-- DIRECTIVE --
Copy the listing below in full, substituting "Target object" for each occurrence of "Expected content". Keep every other character the same.

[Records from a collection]
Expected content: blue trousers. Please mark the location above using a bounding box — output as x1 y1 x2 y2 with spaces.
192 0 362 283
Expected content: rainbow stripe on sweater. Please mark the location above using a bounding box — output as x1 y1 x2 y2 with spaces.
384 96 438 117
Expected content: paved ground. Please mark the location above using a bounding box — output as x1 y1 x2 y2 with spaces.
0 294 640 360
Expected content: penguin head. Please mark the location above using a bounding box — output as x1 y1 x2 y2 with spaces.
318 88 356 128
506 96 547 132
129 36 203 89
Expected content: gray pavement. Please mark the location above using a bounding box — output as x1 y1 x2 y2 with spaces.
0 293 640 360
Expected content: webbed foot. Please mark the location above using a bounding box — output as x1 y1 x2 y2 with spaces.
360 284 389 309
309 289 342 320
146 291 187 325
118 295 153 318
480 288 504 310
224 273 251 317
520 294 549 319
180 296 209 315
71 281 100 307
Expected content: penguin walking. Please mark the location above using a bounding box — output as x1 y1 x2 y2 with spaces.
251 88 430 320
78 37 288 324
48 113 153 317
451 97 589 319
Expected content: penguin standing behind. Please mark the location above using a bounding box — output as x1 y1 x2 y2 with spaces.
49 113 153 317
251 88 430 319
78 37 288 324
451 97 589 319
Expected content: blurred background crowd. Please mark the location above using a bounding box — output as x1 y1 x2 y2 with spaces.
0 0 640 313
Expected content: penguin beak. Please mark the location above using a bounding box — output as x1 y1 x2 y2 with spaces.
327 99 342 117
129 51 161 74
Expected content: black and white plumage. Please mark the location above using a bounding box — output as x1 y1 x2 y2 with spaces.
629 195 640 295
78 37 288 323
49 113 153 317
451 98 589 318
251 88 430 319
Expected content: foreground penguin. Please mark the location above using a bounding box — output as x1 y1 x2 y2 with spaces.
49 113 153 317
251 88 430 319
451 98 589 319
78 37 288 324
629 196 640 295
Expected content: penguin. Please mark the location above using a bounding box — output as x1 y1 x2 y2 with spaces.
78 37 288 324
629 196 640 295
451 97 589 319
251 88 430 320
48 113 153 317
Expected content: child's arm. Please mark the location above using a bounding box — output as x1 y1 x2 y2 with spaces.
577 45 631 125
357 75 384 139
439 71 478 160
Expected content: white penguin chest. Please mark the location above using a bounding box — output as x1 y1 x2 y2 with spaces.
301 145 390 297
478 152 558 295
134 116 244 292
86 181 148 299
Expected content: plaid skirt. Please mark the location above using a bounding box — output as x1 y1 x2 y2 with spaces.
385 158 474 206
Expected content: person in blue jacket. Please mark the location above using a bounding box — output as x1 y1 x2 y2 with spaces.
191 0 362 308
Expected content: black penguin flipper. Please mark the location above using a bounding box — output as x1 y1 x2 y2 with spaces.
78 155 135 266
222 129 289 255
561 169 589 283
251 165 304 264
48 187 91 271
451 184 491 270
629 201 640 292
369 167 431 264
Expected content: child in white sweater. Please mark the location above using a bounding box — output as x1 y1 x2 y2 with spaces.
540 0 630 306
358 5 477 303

-- RESPONSE TO THIS TASK --
Target object: blue trousers. Please mark the location above using a bounding box — output as x1 y1 x2 y2 with spaces.
192 0 362 283
Target object: rainbow stripe on sweater. Please mark the location above using a bounding box — output as x1 y1 x2 y2 with spaces.
384 96 438 117
Target object: paved ground. Please mark the location above using a bounding box — output as x1 y1 x2 y2 with spaces.
0 294 640 360
Target object: penguin head. Please mark the location above using a bounding box — output as x1 y1 x2 y2 with spaces.
318 88 356 128
506 96 547 132
129 36 203 89
Target object: gray pavement. Please mark the location above using a bounding box — output as x1 y1 x2 y2 with spaces.
0 293 640 360
Target object: webbed foot. Please mark the location above using a bounding box — output as x1 y1 x2 y2 with spaces.
360 284 389 309
309 289 342 320
146 291 187 325
118 295 153 318
480 288 504 310
224 273 251 317
520 294 549 319
180 296 209 315
71 281 100 307
Target object: penguin walking. Please mark the location above using a bounding box — output as x1 y1 x2 y2 with spaces.
251 88 430 320
78 37 288 324
48 113 153 317
451 97 589 319
Target object: penguin standing behind. Please mark the location above using a bounding box — output as x1 y1 x2 y2 with spaces.
49 113 153 317
251 88 430 319
78 37 288 324
451 97 589 319
Target object: blurred background crowd. Please mark the location above using a bounding box — output as x1 y1 x2 y2 with spaces.
0 0 640 313
Target object: penguin beak. Please mark the location above using a bounding box — output as x1 y1 x2 y2 with spaces.
327 99 342 117
129 51 161 74
Target object: black and white plumage. Please mark the location above using a bounding box — output as x1 y1 x2 y2 with spaces.
629 195 640 295
78 37 288 323
49 113 153 317
451 98 589 318
251 88 430 319
Target object: foreground penguin. Please mark the location above using a bounding box — output as x1 y1 x2 y2 with spaces.
49 113 153 317
251 88 430 319
451 98 589 319
78 37 288 324
629 196 640 295
Target object: penguin. Please mark the location above using a bounding box — output as x1 y1 x2 y2 with spaces.
78 37 288 324
629 196 640 295
451 97 589 319
251 88 430 320
48 113 153 317
Target object: child's arm. Please mark the location above using a bounding box — output as x1 y1 x2 y2 with spaces.
577 45 631 125
357 75 384 139
439 71 478 160
Target object: white penguin chest. Please mark the location above using a bounding box — output as x1 y1 x2 y2 with spaces.
301 145 390 297
478 152 558 295
134 116 244 292
86 181 148 299
Target object: plaid skirt. Please mark the location above using a bounding box — output as x1 y1 x2 y2 with spaces.
385 158 474 206
Target object: person in blue jacket. Please mark the location above using a bounding box — output as x1 y1 x2 y2 with spaces.
191 0 362 308
Target object: black penguin flipper. Please mark the location above using a bounding box — output as x1 y1 x2 y2 with spaces.
78 155 135 266
222 129 289 255
561 169 589 283
251 165 304 264
48 187 91 271
451 184 491 270
629 201 640 292
369 167 431 264
Target object: child in white sweater. Please mark the location above using a bounding box — output as x1 y1 x2 y2 with spaces.
540 0 630 306
358 5 477 303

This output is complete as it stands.